#### Page text
Decline of Lyndon B. Johnson’s great society

Troy Bramston
Cartoon: Sturt Krygsman.
Cartoon: Sturt Krygsman.

Fifty years ago, US president Lyndon B. Johnson stunned the world when he announced during a nationally televised address that he would not run for re-election in November 1968, and instead would focus his efforts on ending the war in Vietnam.

Johnson’s dream of building “the great society” was undermined by the loss of life, spiralling cost and growing doubt about the war’s progress and purpose. The war he inherited and dramatically escalated had eroded his authority and destroyed the presidency as an office of national unity.

Joseph Califano was Johnson’s most senior adviser on domestic policy, working in the White House from 1965 to 1969. Interviewed for this column, Califano, 86, recalled Johnson’s shock announcement on March 31, 1968.

“He felt he had become a source of division in the country,” Califano said. “He wanted to end the Vietnam war and he thought if he pulled out, Ho Chi Minh would believe him. We also had a serious economic problem and we needed a new tax bill, which we got.

“Four days later, Martin Luther King Jr was assassinated. We had riots in a hundred cities. He was also worried about his health. Lady Bird did not want him to run; she said a weight had been lifted off their shoulders when he announced he was not going to run.”

Although Johnson’s domestic achievements outrank those of any president since Franklin D. Roosevelt, he was haunted by the fear that his ambitious progressive agenda would be sacrificed by a draining of resources to fight a war in Southeast Asia that he privately doubted could be won.

But Johnson’s presidency delivered landmark civil rights legislation, Medicare and Medicaid, Head Start (for the children of disadvantaged families), funding for education, housing, cities and the arts, plus environmental and consumer protection, and programs that reduced poverty by almost half. Contrary to myth, these initiatives were fully funded. When Johnson left office in January 1969, the budget was in surplus.

Califano lamented that Johnson was in many ways “the invisible president” who divided the country on war and race, and was shunned by Democrats and Republicans for a generation. He is now being reassessed. “We are living in Lyndon Johnson’s America,” he said. “The things we took for granted were passed during those frantic five years.”

Johnson seized on the national mood after the assassination of John F. Kennedy to win popular support for the passage of civil rights legislation. But Johnson, who had been Senate majority leader, was also a master of political strategy and the finer arts of legislative tactics. He used a mix of flattery and adulation, intimidation and bullying, and his bulky physical presence to get his way.

This was “the Johnson treatment” deployed daily to persuade recalcitrant legislators. “He would stand over you, he would go nose-to-nose with you, and he used humour, statistics and analogy to get his way,” Califano recalled.

#### Stored data
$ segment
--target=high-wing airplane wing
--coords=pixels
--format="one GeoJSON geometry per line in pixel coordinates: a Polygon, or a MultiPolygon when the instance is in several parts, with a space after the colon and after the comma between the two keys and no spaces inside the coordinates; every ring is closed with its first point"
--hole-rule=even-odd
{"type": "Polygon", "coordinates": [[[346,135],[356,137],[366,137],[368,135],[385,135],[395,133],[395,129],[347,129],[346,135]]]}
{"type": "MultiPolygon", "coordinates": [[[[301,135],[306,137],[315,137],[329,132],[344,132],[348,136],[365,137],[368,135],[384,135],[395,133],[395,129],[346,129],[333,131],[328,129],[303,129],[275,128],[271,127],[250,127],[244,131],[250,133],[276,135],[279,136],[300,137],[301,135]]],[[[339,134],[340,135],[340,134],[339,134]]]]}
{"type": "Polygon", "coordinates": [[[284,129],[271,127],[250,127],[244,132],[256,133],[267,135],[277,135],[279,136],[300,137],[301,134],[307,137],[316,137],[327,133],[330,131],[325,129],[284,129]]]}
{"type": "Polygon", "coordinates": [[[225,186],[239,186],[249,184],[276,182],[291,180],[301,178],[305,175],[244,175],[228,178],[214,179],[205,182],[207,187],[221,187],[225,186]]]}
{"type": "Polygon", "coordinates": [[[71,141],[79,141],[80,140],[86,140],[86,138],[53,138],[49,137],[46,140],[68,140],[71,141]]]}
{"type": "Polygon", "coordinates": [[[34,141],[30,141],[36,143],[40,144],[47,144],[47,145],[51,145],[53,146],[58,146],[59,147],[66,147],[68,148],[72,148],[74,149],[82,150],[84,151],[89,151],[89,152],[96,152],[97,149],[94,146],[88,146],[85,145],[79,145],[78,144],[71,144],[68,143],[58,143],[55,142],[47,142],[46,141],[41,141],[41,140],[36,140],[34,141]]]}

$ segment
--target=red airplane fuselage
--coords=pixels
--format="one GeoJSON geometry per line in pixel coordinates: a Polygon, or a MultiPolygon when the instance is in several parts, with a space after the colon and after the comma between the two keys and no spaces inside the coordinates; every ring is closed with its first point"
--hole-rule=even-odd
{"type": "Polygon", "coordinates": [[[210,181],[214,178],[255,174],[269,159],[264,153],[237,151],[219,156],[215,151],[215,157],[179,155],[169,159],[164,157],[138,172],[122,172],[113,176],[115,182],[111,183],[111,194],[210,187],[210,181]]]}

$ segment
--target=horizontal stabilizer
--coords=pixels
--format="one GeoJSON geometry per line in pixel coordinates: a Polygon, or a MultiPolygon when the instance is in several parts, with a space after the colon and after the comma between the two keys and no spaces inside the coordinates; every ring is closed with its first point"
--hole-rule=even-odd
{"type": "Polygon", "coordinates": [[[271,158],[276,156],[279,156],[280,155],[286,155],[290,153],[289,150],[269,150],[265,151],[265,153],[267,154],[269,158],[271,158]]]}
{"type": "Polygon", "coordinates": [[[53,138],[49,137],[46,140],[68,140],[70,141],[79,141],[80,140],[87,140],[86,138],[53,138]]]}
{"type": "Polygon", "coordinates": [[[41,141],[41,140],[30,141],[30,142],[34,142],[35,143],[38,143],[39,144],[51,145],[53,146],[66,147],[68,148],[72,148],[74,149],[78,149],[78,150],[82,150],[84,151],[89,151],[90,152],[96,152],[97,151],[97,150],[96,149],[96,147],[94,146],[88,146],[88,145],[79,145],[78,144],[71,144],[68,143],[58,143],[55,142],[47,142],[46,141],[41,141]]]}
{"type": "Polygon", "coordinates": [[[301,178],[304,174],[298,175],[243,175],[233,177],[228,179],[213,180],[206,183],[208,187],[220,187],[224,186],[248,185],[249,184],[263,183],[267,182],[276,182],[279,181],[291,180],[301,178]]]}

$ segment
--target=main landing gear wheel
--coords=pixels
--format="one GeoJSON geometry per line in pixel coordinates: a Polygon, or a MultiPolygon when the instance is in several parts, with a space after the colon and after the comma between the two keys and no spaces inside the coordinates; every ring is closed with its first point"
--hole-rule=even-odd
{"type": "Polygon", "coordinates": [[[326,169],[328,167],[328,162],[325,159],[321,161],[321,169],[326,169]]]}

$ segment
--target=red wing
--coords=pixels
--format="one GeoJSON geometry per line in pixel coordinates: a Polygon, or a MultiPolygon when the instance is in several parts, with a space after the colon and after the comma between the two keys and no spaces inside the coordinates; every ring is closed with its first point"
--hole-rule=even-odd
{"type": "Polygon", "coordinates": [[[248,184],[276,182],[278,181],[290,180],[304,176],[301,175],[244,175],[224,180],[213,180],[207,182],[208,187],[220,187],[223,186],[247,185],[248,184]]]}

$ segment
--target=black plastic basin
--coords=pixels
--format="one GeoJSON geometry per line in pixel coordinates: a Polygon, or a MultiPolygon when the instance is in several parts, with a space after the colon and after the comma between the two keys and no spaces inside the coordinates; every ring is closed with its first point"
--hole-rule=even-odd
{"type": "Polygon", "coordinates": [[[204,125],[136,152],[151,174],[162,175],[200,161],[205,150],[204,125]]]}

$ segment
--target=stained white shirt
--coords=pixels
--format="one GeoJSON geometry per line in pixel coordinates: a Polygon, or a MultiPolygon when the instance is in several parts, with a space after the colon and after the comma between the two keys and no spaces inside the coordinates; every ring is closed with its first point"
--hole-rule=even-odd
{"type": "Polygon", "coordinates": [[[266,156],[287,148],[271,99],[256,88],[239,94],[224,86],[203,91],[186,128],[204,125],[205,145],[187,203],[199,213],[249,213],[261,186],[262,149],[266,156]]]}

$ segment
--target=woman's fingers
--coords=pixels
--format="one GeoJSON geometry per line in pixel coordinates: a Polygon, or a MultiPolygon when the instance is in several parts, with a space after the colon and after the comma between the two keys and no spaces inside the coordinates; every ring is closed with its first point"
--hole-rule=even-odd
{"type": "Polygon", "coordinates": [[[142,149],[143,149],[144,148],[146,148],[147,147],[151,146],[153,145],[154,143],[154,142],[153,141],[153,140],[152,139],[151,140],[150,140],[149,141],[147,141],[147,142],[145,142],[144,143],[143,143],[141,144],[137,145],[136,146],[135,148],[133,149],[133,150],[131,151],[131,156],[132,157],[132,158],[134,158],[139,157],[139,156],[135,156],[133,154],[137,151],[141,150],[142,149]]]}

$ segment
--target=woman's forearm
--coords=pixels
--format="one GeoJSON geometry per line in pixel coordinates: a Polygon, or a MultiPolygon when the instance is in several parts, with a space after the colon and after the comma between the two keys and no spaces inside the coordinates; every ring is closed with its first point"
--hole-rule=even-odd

#### The task
Reproduce word for word the section of the Johnson article that begins with "Johnson’s dream of" and ends with "March 31, 1968.".

#### Reply
Johnson’s dream of building “the great society” was undermined by the loss of life, spiralling cost and growing doubt about the war’s progress and purpose. The war he inherited and dramatically escalated had eroded his authority and destroyed the presidency as an office of national unity.

Joseph Califano was Johnson’s most senior adviser on domestic policy, working in the White House from 1965 to 1969. Interviewed for this column, Califano, 86, recalled Johnson’s shock announcement on March 31, 1968.